The wire 81 of the first modification has a wire portion L accommodated in the bypass feeding tray 72, with the bypass feeding tray 72 open. The wire portion L at least ranges from the one end held by a wire holder 82 through a tension spring 83 to the inside of the image forming apparatus main body 2 or the inside of the openable member 71. With this arrangement, similarly to the above-described embodiment, all or most of a portion of the wire 81 disposed outside the image forming apparatus is hidden in the bypass feeding tray 72. Thus, the wire 81 is less likely to be noticed by the user, resulting in reduction of a disadvantage that the aesthetic appearance is impaired due to expose of the wire 81 to the outside of the apparatus. Further, reduced can be a disadvantage that damage occurs due to touch of the wire 81 by a person or an object.

Second Modification

Next, another modification (hereinafter, referred to as a “second modification”) of the bypass sheet feeder 70 according to the above-described embodiment will be described.

A bypass sheet feeder 70 of the second modification also different from the above-described embodiment in the disposition of a boss 84a as a second end holder holding the other end of a wire 81. Other configurations are similar to the configurations of the above-described embodiment, and thus description thereof is not given.

FIG. 17 is an explanatory view schematically illustrating the bypass sheet feeder 70 according to the second modification.

In the second modification, a wire bracket 84 is attached to a stay member 2B attached between main body side plates that an image forming apparatus main body 2 above a feed roller 67B and a reverse roller 67C included in the bypass sheet feeder 70. The other end of the wire 81 is attached to the boss 84a of the wire bracket 84.

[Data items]
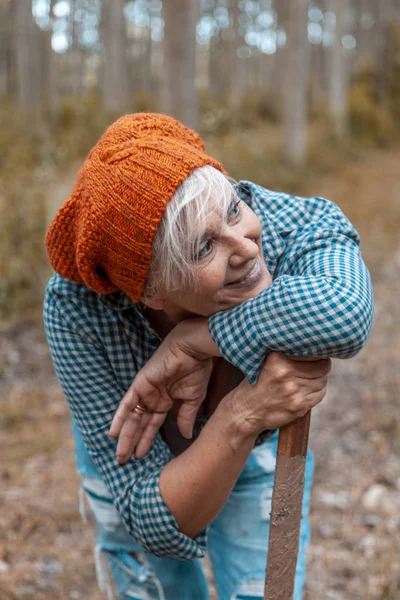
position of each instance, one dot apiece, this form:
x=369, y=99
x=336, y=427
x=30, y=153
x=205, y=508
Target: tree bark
x=296, y=77
x=238, y=65
x=115, y=90
x=26, y=49
x=337, y=68
x=179, y=84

▶ Set problem
In the bypass sheet feeder text, what is the other end of the wire 81 attached to in the second modification?

▶ Reply
The boss 84a of the wire bracket 84.